SOURCE PASSAGE>

○ ○ ○ ○ ○ ○ ○

In [115]: dateutil.parser.parse(str(x))
Out[115]: datetime.datetime(2014, 2, 15, 21, 58, 25, 866385, tzinfo=tzoffset(None, 7200))

Crosscontaminant
Jan 18, 2007

Nippashish posted:

Python is supposed to be batteries included.
That's not necessarily a good thing. PyPI is mature, and in a lot of cases it makes for much better batteries than the standard library. "Batteries included" is hollow when you need to know which ones are good.

a dog from hell
Oct 18, 2009

by zen death robot
I'm trying to teach myself Python. Right now I'm doing the Pig Latin lesson in codecademy but I'm doing it in Python 3. Python is not printing a vowel when I input a vowel and I don't know why. The code is probably ugly but I'm just following along with the lesson *shrug*

Sorry for being a noob:

code:
print("Welcome to the English to Pig Latin translator")
original = input("Please enter an English word")
if len(original) > 0:
    print(original.lower())
    if first[0] == ("a", "e", "i", "o", "u"):
        print("Vowel.")
    else:
        print("Consonant.")
else:
    print("Not a valid word.")
if original.isalpha():
    print(original.lower())
else:
    print("Not a valid word.")

a dog from hell fucked around with this message at 18:51 on Feb 16, 2014

Crosscontaminant
Jan 18, 2007

Use code tags for code, they don't obliterate your indentation.

The error is probably here:
Python code:
if first[0] == ("a", "e", "i", "o", "u"):
You want the in operator.

e: why do quote tags require quotes around the optional attributes while code tags require no quotes?

○ ○ ○ ○ ○ ○ ○

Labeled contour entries
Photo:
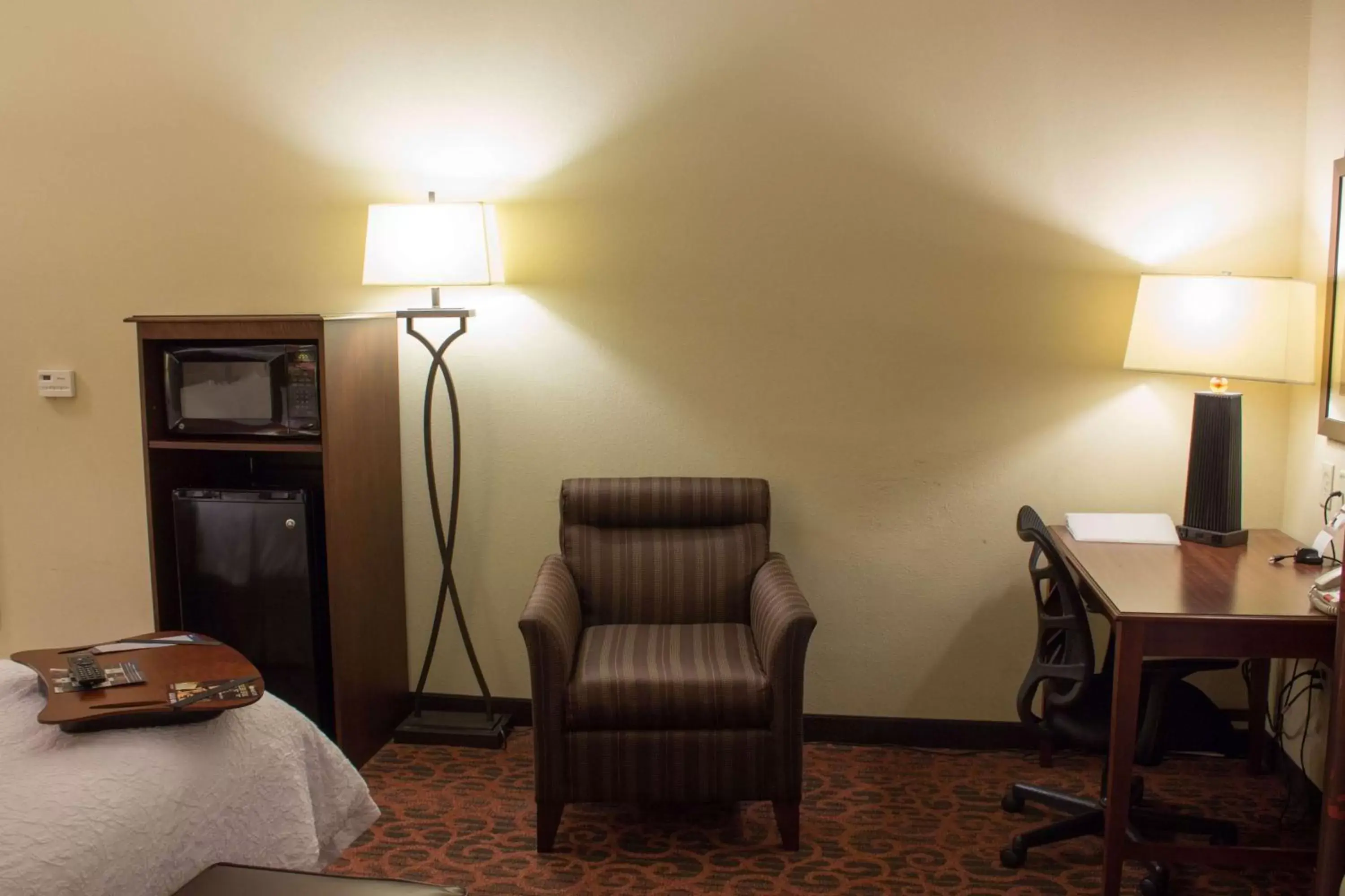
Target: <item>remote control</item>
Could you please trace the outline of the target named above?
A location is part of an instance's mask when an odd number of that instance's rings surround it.
[[[91,688],[108,680],[102,668],[87,650],[67,657],[66,665],[70,666],[70,681],[79,688]]]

○ ○ ○ ○ ○ ○ ○

EXERCISE AIM> Update the section of the Python forum thread starting at "In [115]: dateutil.parser.parse(str(x))" and ending at "be batteries included.", changing "supposed to be" to "meant to be".

OUTPUT BELOW>
In [115]: dateutil.parser.parse(str(x))
Out[115]: datetime.datetime(2014, 2, 15, 21, 58, 25, 866385, tzinfo=tzoffset(None, 7200))

Crosscontaminant
Jan 18, 2007

Nippashish posted:

Python is meant to be batteries included.